§ **Tus tareas**
**A.** Responde con el fragmento sobre «Dos tontos muy tontos», cada respuesta en su línea y con la misma marca:
(i) ¿De quién era la intención inicial con la que, según el texto, no se corresponde el doblaje?
(ii) ¿Qué palabra se dice que ha quedado proscrita y arrumbada?
(iii) ¿En qué siglo se sitúa la hipótesis de rodar un remake?
**B.** Enumera todas las expresiones que aparecen entre comillas en el fragmento sobre «Dos tontos muy tontos».
**C.** Reproduce literalmente el tramo del fragmento que va desde "Los dos tontos" hasta "de gilipollas estrafalarios.".

§ **Fragmento de página**
Los dos tontos de la versión original no parecen tan tontos como en la versión doblada al castellano. Aquí, no sé por qué, les han redoblado una tontuna que ya demostraban de sobra por las pintas y por el comportamiento inadaptado. Es un recurso gracioso, sí, pero fallido, que además no se corresponde con la intención inicial de los hermanos Farrelly, que más bien se reían -o se reían “con”- de un par de gilipollas estrafalarios.

La misma palabra “tonto” ya ha quedado proscrita y arrumbada. Si alguien, ya adentrados en el siglo XXI, se atreviera a rodar un remake de “Dos tontos muy tontos” tendría, para empezar, que titularlo “Dos personas con capacidades diferentes en entornos poco inclusivos muy personas con capacidades diferentes en entornos poco inclusivos”. Puro veneno para la taquilla...

§ **Registros del conjunto**
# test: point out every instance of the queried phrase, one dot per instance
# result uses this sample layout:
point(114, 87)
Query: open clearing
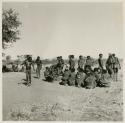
point(44, 101)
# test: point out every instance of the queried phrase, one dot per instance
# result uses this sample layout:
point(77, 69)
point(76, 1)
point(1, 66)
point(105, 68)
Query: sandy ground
point(44, 101)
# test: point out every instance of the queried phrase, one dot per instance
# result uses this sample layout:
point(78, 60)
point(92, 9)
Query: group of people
point(86, 75)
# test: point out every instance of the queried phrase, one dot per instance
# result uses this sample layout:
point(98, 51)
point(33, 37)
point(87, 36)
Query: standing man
point(71, 62)
point(62, 63)
point(100, 62)
point(109, 65)
point(39, 67)
point(80, 62)
point(28, 63)
point(116, 66)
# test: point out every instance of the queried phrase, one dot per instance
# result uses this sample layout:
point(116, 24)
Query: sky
point(60, 29)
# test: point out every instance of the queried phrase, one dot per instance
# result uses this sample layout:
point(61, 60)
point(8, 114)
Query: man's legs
point(29, 74)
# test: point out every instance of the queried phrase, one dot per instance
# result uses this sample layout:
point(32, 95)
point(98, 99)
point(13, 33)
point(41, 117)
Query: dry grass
point(52, 102)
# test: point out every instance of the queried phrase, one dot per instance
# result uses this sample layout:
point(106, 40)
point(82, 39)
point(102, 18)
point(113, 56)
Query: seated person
point(71, 80)
point(80, 76)
point(65, 76)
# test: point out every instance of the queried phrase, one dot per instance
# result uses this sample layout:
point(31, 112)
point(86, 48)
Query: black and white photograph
point(62, 61)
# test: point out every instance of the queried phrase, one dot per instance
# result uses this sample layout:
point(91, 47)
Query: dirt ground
point(44, 101)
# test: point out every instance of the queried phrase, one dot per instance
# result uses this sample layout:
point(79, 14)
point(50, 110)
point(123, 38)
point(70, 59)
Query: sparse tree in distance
point(10, 24)
point(8, 58)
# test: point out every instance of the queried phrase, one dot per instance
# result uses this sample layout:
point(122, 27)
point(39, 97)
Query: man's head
point(58, 57)
point(29, 58)
point(88, 57)
point(73, 70)
point(100, 55)
point(80, 57)
point(38, 58)
point(113, 55)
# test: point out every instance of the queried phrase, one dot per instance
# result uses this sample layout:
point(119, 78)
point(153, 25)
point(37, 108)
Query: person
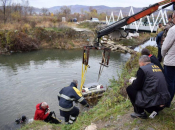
point(43, 113)
point(149, 90)
point(160, 28)
point(153, 59)
point(167, 27)
point(168, 52)
point(66, 97)
point(158, 41)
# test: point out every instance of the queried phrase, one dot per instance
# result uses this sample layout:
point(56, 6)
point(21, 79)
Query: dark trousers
point(170, 78)
point(53, 120)
point(66, 114)
point(159, 56)
point(132, 92)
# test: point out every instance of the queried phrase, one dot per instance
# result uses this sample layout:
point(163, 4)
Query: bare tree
point(65, 10)
point(5, 3)
point(31, 10)
point(44, 11)
point(25, 4)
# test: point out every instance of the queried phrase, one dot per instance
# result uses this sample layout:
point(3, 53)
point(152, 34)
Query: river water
point(27, 79)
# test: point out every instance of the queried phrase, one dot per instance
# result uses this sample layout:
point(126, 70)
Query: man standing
point(159, 33)
point(66, 97)
point(153, 59)
point(160, 28)
point(168, 52)
point(42, 111)
point(149, 91)
point(167, 27)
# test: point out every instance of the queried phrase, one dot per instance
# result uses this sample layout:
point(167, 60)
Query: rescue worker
point(66, 97)
point(153, 59)
point(149, 90)
point(160, 28)
point(167, 27)
point(42, 111)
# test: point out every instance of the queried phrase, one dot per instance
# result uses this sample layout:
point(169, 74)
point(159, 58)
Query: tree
point(44, 11)
point(25, 4)
point(5, 3)
point(65, 10)
point(31, 10)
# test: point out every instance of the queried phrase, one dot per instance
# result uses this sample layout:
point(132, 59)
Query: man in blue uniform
point(66, 97)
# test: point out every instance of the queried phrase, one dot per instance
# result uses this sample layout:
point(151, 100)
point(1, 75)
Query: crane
point(113, 27)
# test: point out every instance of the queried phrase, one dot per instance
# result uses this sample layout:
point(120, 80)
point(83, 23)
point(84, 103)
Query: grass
point(115, 103)
point(135, 41)
point(90, 25)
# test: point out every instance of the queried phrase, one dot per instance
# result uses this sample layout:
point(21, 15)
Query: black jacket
point(155, 61)
point(153, 91)
point(69, 94)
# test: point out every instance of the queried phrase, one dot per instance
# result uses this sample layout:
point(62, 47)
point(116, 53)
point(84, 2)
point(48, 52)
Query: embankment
point(29, 39)
point(113, 110)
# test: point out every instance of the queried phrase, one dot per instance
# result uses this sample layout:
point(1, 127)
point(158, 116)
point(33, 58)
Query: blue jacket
point(69, 94)
point(158, 39)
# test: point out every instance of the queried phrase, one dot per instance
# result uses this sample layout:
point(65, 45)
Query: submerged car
point(93, 89)
point(95, 20)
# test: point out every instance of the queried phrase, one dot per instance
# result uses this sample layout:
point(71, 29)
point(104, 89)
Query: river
point(33, 77)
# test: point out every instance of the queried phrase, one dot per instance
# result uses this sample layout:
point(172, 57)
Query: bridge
point(150, 26)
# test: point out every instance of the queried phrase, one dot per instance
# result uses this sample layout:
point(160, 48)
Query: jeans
point(170, 78)
point(159, 56)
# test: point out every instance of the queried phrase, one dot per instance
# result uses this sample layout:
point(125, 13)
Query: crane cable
point(84, 70)
point(101, 66)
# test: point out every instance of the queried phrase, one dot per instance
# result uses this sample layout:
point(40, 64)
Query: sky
point(110, 3)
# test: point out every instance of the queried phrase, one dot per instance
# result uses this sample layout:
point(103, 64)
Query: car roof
point(91, 84)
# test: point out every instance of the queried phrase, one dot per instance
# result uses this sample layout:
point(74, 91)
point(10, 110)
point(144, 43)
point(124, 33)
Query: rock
point(105, 39)
point(91, 127)
point(118, 117)
point(135, 129)
point(111, 117)
point(149, 128)
point(107, 125)
point(139, 121)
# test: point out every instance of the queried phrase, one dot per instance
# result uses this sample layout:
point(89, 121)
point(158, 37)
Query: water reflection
point(30, 78)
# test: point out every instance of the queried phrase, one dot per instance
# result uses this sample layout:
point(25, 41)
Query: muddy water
point(30, 78)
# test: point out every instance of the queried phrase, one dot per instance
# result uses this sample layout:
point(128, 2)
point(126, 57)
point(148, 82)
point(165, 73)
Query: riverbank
point(27, 38)
point(114, 108)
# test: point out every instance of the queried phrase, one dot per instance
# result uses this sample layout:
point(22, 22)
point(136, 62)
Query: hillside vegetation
point(113, 110)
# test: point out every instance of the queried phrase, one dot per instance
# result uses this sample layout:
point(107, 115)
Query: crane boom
point(127, 20)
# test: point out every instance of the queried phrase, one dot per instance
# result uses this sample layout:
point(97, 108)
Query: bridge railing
point(152, 20)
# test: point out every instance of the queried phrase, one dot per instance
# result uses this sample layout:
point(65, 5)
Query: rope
point(83, 76)
point(101, 68)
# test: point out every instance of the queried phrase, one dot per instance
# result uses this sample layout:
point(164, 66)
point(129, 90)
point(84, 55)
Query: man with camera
point(149, 90)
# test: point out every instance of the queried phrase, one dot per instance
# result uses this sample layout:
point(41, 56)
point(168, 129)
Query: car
point(93, 89)
point(74, 20)
point(95, 20)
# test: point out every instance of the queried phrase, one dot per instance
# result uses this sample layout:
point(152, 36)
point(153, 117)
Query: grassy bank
point(114, 108)
point(28, 39)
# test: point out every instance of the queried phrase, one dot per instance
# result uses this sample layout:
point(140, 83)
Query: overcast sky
point(111, 3)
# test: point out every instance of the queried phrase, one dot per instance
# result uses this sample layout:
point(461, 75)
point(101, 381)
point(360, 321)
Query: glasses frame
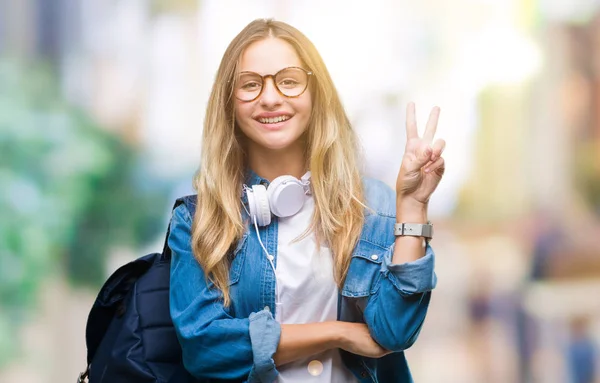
point(272, 77)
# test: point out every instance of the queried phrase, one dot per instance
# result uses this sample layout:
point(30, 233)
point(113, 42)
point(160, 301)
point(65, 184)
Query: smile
point(273, 120)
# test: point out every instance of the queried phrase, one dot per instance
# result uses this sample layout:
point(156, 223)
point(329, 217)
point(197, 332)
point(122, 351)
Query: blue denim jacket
point(237, 343)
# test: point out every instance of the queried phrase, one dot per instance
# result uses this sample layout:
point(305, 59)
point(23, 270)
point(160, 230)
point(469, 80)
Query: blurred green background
point(101, 110)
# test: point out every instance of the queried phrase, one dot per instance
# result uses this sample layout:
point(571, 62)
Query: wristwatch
point(414, 229)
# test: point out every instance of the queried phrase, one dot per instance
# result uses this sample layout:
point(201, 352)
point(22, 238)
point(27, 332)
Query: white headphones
point(284, 197)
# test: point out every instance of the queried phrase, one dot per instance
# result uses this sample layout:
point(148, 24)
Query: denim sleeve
point(395, 312)
point(214, 344)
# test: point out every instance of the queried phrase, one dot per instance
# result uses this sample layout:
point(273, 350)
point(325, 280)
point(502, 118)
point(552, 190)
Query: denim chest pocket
point(364, 271)
point(237, 261)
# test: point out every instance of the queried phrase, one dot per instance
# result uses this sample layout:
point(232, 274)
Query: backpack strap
point(116, 288)
point(190, 202)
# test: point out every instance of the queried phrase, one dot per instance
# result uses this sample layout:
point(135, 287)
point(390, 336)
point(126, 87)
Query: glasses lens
point(248, 86)
point(291, 81)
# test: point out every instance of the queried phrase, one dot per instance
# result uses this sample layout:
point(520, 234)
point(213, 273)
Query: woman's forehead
point(268, 56)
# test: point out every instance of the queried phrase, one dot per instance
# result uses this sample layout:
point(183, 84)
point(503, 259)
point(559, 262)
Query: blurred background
point(101, 110)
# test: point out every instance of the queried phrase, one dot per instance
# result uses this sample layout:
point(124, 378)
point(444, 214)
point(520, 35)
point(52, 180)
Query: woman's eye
point(251, 85)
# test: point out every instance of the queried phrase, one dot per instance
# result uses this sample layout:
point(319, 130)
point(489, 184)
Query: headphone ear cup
point(261, 201)
point(286, 196)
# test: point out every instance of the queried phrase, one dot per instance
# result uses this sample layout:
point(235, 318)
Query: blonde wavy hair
point(331, 154)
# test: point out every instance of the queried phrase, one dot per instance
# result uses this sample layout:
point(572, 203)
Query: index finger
point(411, 122)
point(432, 124)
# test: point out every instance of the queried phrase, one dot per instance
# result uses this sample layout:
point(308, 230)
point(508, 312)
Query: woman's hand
point(422, 166)
point(357, 340)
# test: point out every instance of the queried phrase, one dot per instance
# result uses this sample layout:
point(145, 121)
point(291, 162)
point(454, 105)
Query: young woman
point(293, 267)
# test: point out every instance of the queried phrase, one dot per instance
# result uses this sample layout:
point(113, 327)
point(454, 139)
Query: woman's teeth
point(273, 120)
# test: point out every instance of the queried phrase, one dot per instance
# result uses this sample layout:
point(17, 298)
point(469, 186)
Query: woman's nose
point(270, 95)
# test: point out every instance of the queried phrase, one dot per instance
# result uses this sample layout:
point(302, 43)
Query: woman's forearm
point(408, 248)
point(303, 340)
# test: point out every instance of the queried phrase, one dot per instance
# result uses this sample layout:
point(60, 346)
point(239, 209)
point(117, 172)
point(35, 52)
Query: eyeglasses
point(289, 82)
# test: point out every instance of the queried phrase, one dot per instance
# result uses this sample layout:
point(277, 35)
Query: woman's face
point(272, 122)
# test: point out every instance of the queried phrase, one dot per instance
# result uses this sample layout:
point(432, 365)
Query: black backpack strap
point(190, 202)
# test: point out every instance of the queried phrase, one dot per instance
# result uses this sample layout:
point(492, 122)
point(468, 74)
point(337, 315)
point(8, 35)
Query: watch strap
point(414, 229)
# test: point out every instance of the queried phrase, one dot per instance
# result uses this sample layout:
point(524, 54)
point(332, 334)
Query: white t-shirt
point(307, 294)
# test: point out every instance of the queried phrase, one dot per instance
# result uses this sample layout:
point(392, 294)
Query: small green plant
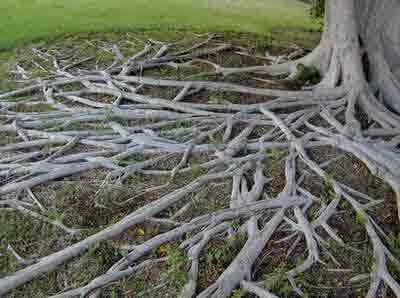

§ **Las respuestas**
**A.**
(i) De los hermanos Farrelly.
(ii) «Tonto».
(iii) En el siglo XXI.

**B.**
- con
- tonto
- Dos tontos muy tontos
- Dos personas con capacidades diferentes en entornos poco inclusivos muy personas con capacidades diferentes en entornos poco inclusivos

**C.**
Los dos tontos de la versión original no parecen tan tontos como en la versión doblada al castellano. Aquí, no sé por qué, les han redoblado una tontuna que ya demostraban de sobra por las pintas y por el comportamiento inadaptado. Es un recurso gracioso, sí, pero fallido, que además no se corresponde con la intención inicial de los hermanos Farrelly, que más bien se reían -o se reían “con”- de un par de gilipollas estrafalarios.